#### Task instructions
Please reproduce the listing below, changing "keypoint" to "marker" throughout and leaving every other word untouched.

#### Data listing

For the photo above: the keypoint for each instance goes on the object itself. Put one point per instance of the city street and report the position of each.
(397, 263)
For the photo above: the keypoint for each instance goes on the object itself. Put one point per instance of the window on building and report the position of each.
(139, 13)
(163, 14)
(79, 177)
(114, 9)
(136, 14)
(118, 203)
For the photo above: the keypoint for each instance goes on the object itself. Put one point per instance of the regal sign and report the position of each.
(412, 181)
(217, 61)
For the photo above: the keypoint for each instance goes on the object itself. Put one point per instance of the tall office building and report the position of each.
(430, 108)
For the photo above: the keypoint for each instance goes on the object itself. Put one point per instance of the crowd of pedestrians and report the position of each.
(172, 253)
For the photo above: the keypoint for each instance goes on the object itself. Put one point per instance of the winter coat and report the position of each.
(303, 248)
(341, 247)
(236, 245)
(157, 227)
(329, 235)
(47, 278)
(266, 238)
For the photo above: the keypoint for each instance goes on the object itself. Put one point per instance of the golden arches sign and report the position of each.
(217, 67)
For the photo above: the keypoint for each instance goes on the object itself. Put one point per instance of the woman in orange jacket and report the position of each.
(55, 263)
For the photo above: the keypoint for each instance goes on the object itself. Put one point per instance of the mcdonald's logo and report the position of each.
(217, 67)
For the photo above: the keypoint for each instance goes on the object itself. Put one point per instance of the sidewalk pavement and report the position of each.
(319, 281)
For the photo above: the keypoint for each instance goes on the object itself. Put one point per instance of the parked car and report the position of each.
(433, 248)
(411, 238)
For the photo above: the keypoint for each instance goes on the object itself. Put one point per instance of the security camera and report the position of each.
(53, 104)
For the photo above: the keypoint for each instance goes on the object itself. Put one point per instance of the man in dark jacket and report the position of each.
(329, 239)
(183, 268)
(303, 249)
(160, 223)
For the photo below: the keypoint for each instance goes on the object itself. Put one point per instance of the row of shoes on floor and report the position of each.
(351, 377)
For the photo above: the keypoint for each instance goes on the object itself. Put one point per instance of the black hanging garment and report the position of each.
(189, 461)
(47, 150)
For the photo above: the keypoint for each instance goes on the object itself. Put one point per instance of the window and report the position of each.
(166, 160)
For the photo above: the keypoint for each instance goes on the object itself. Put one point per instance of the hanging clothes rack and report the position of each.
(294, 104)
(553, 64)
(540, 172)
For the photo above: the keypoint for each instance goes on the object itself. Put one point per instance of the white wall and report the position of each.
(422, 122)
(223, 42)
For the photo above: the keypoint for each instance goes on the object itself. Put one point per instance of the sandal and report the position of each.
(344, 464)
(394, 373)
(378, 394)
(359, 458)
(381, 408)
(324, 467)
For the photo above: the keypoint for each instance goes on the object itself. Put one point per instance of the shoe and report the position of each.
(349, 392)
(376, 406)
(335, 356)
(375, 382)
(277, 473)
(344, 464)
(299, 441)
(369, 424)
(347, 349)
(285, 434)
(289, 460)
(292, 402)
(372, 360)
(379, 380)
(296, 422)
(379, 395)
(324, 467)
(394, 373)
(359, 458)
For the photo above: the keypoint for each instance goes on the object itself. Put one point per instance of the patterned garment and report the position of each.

#### Full output
For the photo above: the marker for each instance goes on the object itself. Put one point per instance of the city street and report the position of each.
(397, 263)
For the photo above: the marker for each instance goes on the object itself. Put one point per instance of the window on building and report the position of each.
(139, 13)
(163, 14)
(79, 177)
(114, 9)
(136, 14)
(118, 203)
For the photo above: the marker for each instance goes on the object itself. Put one point per instance of the regal sign and report the position of each.
(412, 181)
(217, 61)
For the photo above: the marker for each instance goes on the object itself. Put one point per instance of the tall office building and report the position of each.
(430, 108)
For the photo above: the marker for each instance goes on the object itself. Put one point per instance of the crowd of pedestrians and report the position of each.
(172, 253)
For the photo above: the marker for each instance goes on the object itself. Put one point per instance of the winter coat and report the position of each.
(303, 248)
(341, 247)
(236, 245)
(157, 227)
(329, 235)
(47, 278)
(266, 238)
For the photo above: the marker for each instance goes on the object itself. Put one point per instance of the golden arches sign and report the position of each.
(217, 67)
For the photo above: the marker for each instance goes on the object itself. Put one point per instance of the woman in orange jacket and report the position of each.
(55, 263)
For the photo above: the marker for each instance goes on the object itself. Put one point per instance of the mcdonald's logo and report the position of each.
(217, 67)
For the photo above: the marker for each instance goes on the object itself. Put one point per instance of the sidewalk pavement and report the position of each.
(319, 281)
For the photo above: the marker for each instance goes on the object itself. Put one point per instance of the parked car and report the position of each.
(433, 248)
(411, 238)
For the photo above: the marker for each instance goes on the object itself. Put one point per instance of the security camera and report the position of each.
(53, 104)
For the photo above: the marker for each instance goes on the object itself. Put one point per instance of the man in dark jacket and report the position of each.
(329, 239)
(183, 268)
(303, 249)
(160, 223)
For the photo below: the marker for each instance goes on the object itself. Put one point per instance of the row of shoes on floor and report the position of each.
(351, 377)
For the photo above: the marker for each instance goes on the object itself. Put one point per instance of the black hanging garment and report the position of each.
(189, 461)
(47, 150)
For the photo above: the marker for each instance goes on the object itself. Put one point per instance of the window and report the position of each.
(166, 160)
For the photo above: the marker for each instance goes on the object itself. Put one point per instance of the hanging clothes rack and report the position of each.
(294, 104)
(553, 64)
(540, 172)
For the photo above: the marker for each instance goes on the object itself. Put one point per instance of the white wall and report the position of each.
(422, 122)
(223, 42)
For the photo above: the marker for each instance goes on the object itself. Put one point per instance of the sandal and report the position of each.
(344, 464)
(394, 373)
(378, 394)
(359, 458)
(381, 408)
(324, 467)
For the photo above: the marker for each instance goes on the object itself. Put one point per instance of the shoe and report the position of each.
(349, 392)
(376, 406)
(335, 356)
(375, 382)
(277, 473)
(344, 464)
(299, 441)
(369, 424)
(347, 349)
(285, 434)
(289, 460)
(292, 402)
(372, 360)
(379, 380)
(296, 422)
(379, 395)
(324, 467)
(394, 373)
(359, 458)
For the photo above: the marker for each instance goes on the object itself. Put one point per instance of the patterned garment and report the position of each.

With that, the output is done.